» Your assignment:
Copy the summer letter from "Weston's Farm Stand" to "weeks are here.", swapping "peaches" out for "plums".

» Text block:
════

Video Peace, Travel Announcements, A Poll Question

*A note: This is the last letter accessible to free readers until late August. Meanwhile paying subscribers will continue to get posts at the regular pace.


Good morning,

After enduring over a month of stifling heat and humidity, swarming mosquitoes and black flies, sealed windows, and the constant hum of the air conditioner, we have finally transitioned into the delightful embrace of summer's sweet spot. The joy of this seasonal change is palpable, connecting us deeply to the natural world.

Weston's Farm Stand finally has its own sweet corn on the cob, while Grand View Farm has juicy, tender peaches and bursting tomatoes.

Here in Northern New England, our farm stands open late and takes six weeks to ramp up with their produce. This does not last long, but it is all the more reason to rejoice when the halcyon weeks are here.

Our nights have grown tender, and our windows once again open. You can almost smell the dew forming as owls hoot beneath the stars.

Last summer, it was uncomfortably hot into September, and the bugs never relented. But in past years, as August began to whisper into late July's ear, you could feel the coming of our favorite months. Mother Earth just recorded her three hottest days ever, but here in the White Mountains, we're celebrating what we feared was lost.

The days are still bright and hot, but not uncomfortably so. We won't need fleece for weeks, but our extra quilt has returned to the foot of our bed. Gosh, how we relish the nights!

Weekend days are crowded in the Mount Washington Valley. Wherever there is river access, the Massachusetts crowds gather with folding chairs, coolers, and boom boxes that drown out the simple song of mountain waters rolling lyrically over the smooth river stones.

We get out before most people, and now that we won't be feasted upon by swarming mosquitoes and black flies, we have returned to our night trekking. We begin at dusk, and I have my headlamp for when night settles like a blanket upon our empty trails.

════

(Saved entries)

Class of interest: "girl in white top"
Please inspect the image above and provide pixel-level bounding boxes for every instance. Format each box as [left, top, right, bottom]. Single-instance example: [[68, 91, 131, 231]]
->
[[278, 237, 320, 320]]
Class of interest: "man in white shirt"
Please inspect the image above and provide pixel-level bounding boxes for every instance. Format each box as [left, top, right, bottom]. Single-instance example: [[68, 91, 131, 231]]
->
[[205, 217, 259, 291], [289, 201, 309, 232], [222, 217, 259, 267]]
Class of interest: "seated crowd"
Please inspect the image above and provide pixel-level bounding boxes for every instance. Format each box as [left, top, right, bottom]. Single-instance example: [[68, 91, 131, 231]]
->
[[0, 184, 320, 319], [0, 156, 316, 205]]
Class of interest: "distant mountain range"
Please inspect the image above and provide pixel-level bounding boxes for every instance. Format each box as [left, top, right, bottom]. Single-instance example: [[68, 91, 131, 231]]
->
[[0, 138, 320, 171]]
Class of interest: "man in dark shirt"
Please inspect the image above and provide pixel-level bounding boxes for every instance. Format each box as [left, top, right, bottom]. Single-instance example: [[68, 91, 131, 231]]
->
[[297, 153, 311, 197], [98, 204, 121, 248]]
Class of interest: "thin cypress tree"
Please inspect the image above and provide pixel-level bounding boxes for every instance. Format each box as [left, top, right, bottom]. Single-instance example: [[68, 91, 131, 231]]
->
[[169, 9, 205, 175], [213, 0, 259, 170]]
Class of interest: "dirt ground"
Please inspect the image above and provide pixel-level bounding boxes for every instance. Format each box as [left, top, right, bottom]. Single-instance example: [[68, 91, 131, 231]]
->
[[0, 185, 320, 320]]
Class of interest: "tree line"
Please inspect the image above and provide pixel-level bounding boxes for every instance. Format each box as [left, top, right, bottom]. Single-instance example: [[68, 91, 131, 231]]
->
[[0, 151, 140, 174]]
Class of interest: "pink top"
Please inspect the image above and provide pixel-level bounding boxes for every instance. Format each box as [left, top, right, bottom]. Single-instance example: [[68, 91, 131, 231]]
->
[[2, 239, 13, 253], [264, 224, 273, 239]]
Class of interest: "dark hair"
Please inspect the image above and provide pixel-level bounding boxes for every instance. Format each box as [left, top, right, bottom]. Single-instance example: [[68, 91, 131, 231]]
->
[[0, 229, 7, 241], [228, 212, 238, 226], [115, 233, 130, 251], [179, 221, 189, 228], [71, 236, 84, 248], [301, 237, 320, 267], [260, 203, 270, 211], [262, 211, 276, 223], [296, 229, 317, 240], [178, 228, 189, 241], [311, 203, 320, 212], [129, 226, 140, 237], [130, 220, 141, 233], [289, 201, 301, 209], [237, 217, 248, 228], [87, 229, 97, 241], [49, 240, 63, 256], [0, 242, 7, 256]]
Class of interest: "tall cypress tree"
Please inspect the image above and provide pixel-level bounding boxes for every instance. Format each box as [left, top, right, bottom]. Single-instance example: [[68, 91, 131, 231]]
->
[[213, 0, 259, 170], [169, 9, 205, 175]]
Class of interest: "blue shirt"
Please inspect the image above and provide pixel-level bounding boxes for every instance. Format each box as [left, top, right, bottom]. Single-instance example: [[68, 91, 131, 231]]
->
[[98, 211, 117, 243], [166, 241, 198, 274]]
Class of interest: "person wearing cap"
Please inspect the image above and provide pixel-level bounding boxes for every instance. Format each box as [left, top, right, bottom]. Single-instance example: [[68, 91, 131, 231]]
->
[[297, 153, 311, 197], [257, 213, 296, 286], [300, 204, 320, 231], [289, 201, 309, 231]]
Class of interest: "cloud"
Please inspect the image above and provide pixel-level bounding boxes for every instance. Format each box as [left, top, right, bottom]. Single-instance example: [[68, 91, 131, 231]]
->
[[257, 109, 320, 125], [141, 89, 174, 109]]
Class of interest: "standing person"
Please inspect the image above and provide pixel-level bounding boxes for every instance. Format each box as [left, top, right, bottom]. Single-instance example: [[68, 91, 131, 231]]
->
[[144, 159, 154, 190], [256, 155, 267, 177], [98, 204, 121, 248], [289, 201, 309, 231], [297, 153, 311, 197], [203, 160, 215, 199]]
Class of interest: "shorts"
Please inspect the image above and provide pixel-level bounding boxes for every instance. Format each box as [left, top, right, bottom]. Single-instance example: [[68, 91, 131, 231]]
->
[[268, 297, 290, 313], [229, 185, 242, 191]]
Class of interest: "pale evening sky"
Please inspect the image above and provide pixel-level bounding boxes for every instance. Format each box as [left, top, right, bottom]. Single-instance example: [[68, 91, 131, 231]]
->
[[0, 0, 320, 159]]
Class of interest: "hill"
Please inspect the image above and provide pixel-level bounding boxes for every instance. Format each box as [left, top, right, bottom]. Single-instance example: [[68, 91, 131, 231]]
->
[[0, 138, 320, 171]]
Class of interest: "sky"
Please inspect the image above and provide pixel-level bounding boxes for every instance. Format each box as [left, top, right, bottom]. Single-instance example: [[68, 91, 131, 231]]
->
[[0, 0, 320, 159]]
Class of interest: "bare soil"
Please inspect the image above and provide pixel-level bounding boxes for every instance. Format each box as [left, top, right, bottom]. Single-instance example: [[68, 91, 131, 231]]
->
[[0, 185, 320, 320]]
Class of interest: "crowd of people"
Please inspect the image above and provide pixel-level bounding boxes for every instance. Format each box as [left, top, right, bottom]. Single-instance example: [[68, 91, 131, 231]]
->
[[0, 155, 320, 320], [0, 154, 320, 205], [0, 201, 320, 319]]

════

» Expected output:
Weston's Farm Stand finally has its own sweet corn on the cob, while Grand View Farm has juicy, tender plums and bursting tomatoes.

Here in Northern New England, our farm stands open late and takes six weeks to ramp up with their produce. This does not last long, but it is all the more reason to rejoice when the halcyon weeks are here.